▸ Extract:
Even if the AI session breaks, the model version changes, or the context window fills up, the next round’s AI reads git log and progress.md and immediately enters the flow.

Core principle: progress.md and git commits are AI’s save points. Only with a save can you safely take on long tasks.

3.4 Feedback Mechanisms: AI-Driven Test Development

Models don’t run code. They read code literally and judge based on whether it looks like it would work. If the code follows common patterns, variable names match, indentation is neat — it passes the “looks good” test. But whether code actually works is unrelated to how it looks; only a real run confirms it. That’s why AI often confidently says “fixed” but you open the project and find a pile of errors.

Harness at this layer automates verification instead of relying on humans. Three types of feedback:

Rule feedback: Let AI automatically run linter, typecheck, unit tests, integration tests before every commit. Any failure means incomplete.

Visual feedback: For UI tasks, have AI use tools like Playwright to open the browser, walk through user paths, and take screenshots as evidence of completion.

LLM review feedback: Have a separate AI review the just-written code — find logic holes, architectural issues, potential bugs.

Anthropic gave a specific number in their engineering blog: giving the model a feedback loop to verify its own work improves output quality by 2 to 3 times. This is the single most certain Harness investment.

There’s a counterintuitive design point here. Letting the code-generating AI review itself is far less effective than expected, because the generator naturally defends its own work. Anthropic’s experience: separate the generator and evaluator into two independent agents with different role configurations and prompts. Cross-review finds real issues. This mirrors traditional software engineering: “never review your own code.”

Core principle: AI saying “fixed” is useless. Passing tests means done.

3.5 Architectural Guardrails: Stopping AI’s Bad Code Before Commit

AI writing code has a hidden problem: it mimics patterns already in the repository. Good code gets copied, but so does bad code. And each AI commit individually looks reasonable, but the cumulative effect is the project getting worse over time.

OpenAI’s Codex article specifically mentioned this: agents replicate existing patterns in the repo. If those patterns are unstable, inconsistent, or have bad code style, AI will amplify them.

▸ Information shown:
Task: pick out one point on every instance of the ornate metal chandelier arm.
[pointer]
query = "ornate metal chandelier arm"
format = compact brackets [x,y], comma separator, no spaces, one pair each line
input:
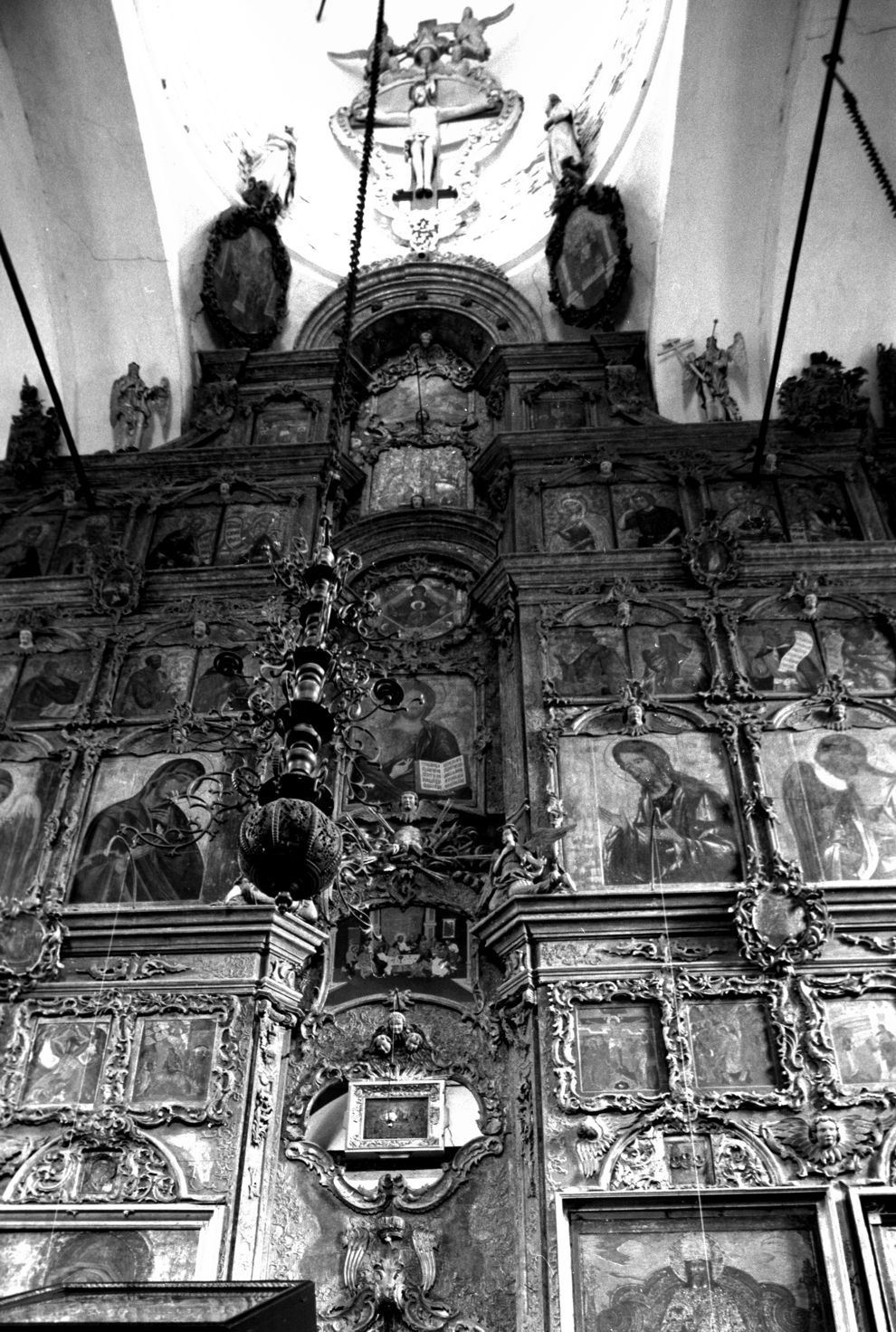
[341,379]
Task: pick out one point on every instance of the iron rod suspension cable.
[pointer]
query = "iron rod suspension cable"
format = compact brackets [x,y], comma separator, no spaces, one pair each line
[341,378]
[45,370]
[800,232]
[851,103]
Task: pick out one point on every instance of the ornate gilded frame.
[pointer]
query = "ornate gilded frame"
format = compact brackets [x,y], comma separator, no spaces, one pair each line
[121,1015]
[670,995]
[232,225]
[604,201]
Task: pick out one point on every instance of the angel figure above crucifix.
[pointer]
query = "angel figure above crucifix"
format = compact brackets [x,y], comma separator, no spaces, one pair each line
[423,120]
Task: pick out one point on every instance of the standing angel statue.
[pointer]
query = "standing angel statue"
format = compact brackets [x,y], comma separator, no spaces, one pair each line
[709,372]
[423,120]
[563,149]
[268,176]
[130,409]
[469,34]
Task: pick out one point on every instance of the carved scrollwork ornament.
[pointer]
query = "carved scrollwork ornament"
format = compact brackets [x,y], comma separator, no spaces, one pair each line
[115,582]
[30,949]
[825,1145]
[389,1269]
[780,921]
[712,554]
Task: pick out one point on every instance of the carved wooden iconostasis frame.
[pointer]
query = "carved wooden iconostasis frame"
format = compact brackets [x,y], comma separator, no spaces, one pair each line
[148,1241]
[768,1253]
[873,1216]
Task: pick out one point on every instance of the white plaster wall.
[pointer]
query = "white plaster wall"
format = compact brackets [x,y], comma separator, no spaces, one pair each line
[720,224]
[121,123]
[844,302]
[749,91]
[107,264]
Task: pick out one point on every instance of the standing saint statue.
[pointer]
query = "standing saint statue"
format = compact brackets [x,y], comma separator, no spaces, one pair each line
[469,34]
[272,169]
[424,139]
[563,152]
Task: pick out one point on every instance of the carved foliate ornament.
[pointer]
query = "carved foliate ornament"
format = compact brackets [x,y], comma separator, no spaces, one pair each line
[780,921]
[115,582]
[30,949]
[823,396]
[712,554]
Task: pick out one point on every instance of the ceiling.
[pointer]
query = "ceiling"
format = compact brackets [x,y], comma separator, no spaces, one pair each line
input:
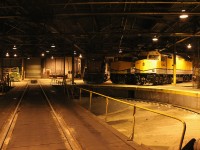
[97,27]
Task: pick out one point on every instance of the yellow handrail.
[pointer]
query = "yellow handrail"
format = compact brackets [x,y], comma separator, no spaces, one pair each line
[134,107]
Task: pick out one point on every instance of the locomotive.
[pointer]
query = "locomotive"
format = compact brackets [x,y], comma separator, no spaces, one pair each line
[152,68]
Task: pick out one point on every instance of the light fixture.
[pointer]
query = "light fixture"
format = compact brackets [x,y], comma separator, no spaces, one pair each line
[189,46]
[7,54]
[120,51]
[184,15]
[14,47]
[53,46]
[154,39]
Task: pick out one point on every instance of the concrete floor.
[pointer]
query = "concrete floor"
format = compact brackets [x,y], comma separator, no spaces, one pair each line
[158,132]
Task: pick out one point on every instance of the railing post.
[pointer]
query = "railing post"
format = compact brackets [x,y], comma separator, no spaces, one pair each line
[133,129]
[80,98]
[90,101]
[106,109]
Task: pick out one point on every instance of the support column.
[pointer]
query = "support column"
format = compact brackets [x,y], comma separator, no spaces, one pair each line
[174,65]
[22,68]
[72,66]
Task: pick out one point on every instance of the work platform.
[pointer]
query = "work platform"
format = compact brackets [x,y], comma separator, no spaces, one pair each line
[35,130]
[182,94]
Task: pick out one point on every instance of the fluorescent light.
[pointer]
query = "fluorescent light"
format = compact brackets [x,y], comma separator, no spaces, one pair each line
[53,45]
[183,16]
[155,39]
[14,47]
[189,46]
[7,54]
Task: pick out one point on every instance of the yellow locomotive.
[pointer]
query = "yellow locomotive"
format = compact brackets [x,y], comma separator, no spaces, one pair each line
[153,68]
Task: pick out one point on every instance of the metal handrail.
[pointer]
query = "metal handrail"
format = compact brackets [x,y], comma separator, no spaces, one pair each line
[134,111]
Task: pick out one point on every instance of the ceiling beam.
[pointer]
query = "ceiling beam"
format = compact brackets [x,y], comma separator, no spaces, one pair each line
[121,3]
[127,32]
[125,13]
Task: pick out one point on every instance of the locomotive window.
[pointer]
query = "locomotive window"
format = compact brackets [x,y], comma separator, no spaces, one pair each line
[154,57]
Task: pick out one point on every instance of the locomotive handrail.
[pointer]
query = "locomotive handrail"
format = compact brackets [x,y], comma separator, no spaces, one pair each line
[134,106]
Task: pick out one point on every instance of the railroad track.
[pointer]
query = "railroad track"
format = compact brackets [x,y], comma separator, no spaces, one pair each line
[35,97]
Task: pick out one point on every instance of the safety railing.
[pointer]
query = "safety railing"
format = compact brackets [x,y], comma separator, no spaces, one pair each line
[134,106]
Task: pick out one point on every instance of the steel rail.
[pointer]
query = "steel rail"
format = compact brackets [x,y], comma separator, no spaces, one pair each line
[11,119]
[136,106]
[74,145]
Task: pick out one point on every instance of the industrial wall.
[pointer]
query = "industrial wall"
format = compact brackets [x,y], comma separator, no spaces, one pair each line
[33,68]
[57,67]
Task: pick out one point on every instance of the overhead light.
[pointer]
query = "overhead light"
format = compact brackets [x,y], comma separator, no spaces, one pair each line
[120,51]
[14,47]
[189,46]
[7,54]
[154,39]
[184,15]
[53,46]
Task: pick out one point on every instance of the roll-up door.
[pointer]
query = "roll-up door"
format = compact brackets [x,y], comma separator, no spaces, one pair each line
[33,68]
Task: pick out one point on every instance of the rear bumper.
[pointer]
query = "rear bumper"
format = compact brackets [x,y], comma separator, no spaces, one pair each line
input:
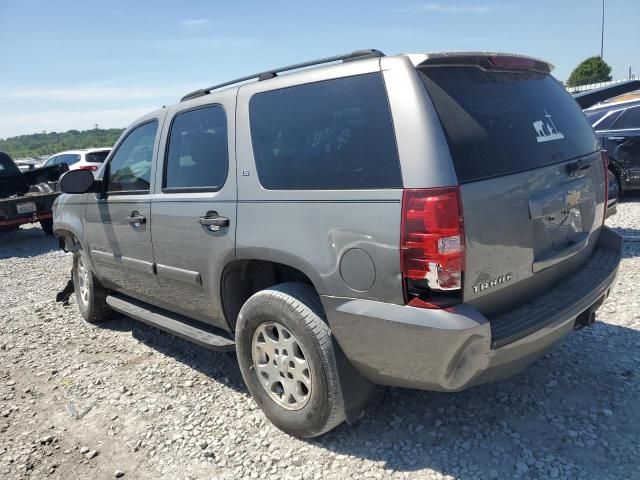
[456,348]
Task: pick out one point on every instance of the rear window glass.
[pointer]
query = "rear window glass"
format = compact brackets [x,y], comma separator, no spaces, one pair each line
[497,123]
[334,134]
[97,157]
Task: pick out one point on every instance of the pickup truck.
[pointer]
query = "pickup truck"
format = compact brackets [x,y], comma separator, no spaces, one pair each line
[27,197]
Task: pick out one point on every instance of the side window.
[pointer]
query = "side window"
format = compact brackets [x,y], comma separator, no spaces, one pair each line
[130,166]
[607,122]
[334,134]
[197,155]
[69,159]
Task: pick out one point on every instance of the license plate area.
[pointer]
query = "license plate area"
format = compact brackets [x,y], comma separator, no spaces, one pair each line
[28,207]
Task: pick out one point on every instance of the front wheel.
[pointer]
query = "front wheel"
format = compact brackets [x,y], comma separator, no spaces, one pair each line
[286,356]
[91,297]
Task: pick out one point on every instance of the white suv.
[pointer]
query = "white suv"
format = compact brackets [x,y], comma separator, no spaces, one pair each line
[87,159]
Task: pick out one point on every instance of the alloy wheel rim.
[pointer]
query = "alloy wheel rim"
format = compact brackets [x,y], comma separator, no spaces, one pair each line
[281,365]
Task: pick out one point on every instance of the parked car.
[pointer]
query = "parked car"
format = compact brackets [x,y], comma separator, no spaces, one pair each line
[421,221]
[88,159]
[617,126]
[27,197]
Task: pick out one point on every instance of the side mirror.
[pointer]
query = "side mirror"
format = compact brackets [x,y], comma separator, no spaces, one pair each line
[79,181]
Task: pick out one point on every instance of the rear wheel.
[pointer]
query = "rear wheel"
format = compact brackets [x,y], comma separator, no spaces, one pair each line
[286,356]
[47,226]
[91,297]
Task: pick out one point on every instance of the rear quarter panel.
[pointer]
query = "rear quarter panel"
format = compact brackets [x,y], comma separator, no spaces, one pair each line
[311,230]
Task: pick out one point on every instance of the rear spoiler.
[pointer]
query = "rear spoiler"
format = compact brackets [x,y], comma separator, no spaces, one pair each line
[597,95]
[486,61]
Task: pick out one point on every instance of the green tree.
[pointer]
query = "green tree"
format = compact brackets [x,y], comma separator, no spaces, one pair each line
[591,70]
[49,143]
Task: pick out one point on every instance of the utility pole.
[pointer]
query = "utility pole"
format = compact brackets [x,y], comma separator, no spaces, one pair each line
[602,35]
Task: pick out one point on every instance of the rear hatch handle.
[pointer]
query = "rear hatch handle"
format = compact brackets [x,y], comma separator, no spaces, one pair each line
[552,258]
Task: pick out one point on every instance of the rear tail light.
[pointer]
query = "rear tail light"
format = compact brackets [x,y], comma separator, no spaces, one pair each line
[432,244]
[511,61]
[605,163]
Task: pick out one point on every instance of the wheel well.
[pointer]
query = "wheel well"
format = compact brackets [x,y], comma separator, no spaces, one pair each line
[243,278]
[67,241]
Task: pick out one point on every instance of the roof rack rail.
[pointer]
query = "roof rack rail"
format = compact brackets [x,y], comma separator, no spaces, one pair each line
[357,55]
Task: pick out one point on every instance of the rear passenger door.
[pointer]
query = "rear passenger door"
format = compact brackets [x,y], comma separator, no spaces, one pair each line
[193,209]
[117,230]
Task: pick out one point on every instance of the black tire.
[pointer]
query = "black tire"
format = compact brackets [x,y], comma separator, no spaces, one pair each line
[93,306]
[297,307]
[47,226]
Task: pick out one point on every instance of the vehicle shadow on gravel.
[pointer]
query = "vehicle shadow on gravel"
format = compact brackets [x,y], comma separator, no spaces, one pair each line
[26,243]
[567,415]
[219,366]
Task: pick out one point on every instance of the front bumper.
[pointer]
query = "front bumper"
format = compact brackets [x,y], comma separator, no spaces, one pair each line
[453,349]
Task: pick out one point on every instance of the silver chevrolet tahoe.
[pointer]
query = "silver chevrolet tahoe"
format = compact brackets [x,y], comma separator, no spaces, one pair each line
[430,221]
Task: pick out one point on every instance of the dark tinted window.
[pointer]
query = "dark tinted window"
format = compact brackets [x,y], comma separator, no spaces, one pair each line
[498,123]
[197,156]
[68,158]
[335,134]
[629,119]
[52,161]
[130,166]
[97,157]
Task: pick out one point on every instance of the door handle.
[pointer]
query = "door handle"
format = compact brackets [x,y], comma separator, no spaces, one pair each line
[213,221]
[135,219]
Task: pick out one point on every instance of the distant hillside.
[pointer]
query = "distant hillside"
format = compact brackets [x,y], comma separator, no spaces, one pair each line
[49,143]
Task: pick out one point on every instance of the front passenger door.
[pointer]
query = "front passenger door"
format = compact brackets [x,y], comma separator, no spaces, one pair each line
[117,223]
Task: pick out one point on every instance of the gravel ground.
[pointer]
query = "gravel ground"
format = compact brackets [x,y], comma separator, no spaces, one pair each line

▸ Directions:
According to the extract on AI coding practices, by how much does Anthropic say giving the model a feedback loop to verify its own work improves output quality? Please answer in one sentence.

▸ Task result:
Anthropic says it improves output quality by 2 to 3 times.